__The problem__.
Return the lines below in which the string "niche" occurs.

__Extracted information__.
%%
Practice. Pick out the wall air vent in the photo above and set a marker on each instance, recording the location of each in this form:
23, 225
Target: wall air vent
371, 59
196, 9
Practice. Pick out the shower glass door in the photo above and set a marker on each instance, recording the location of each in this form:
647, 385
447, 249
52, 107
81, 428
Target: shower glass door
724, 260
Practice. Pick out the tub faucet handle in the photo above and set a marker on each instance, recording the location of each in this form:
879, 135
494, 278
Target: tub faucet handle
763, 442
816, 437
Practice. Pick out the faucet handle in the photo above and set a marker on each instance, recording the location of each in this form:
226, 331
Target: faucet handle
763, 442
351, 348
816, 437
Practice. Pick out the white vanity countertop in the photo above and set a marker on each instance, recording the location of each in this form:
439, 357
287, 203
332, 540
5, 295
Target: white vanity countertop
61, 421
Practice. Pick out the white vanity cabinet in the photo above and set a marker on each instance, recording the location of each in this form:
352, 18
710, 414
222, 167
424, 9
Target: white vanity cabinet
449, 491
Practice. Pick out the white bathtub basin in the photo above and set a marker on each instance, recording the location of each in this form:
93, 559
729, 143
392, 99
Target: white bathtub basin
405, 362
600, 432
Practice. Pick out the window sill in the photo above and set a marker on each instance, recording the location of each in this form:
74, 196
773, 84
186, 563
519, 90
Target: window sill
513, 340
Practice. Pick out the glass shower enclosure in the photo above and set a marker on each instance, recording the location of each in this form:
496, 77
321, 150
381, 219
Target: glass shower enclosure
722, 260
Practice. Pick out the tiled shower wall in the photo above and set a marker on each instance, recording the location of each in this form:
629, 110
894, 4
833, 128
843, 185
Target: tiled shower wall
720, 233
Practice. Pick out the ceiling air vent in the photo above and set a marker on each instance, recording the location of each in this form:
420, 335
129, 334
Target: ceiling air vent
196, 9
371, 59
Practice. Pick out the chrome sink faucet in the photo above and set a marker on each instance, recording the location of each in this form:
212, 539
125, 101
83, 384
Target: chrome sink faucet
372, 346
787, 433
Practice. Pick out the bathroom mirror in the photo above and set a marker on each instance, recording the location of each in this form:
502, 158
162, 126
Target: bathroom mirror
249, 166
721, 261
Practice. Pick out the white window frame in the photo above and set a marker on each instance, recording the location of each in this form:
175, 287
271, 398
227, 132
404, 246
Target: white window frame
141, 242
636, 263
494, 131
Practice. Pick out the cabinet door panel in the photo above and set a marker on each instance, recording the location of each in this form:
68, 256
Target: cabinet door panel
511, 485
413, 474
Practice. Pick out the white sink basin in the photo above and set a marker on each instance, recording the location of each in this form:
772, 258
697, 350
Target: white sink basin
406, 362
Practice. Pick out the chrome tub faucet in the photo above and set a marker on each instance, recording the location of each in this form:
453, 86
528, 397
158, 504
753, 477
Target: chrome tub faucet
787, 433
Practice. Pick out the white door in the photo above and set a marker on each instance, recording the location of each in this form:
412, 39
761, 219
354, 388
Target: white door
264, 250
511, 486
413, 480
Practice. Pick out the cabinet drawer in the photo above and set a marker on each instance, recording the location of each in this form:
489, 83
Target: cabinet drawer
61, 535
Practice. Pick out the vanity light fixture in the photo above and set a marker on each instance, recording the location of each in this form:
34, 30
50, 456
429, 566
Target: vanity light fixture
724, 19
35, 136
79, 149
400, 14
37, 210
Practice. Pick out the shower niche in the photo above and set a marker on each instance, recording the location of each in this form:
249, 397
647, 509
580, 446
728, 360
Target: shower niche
%%
__Solution__.
Practice. Pick out the shower niche in the photo above and set a marker on each instance, recording the location of each in this form:
Target: shower niche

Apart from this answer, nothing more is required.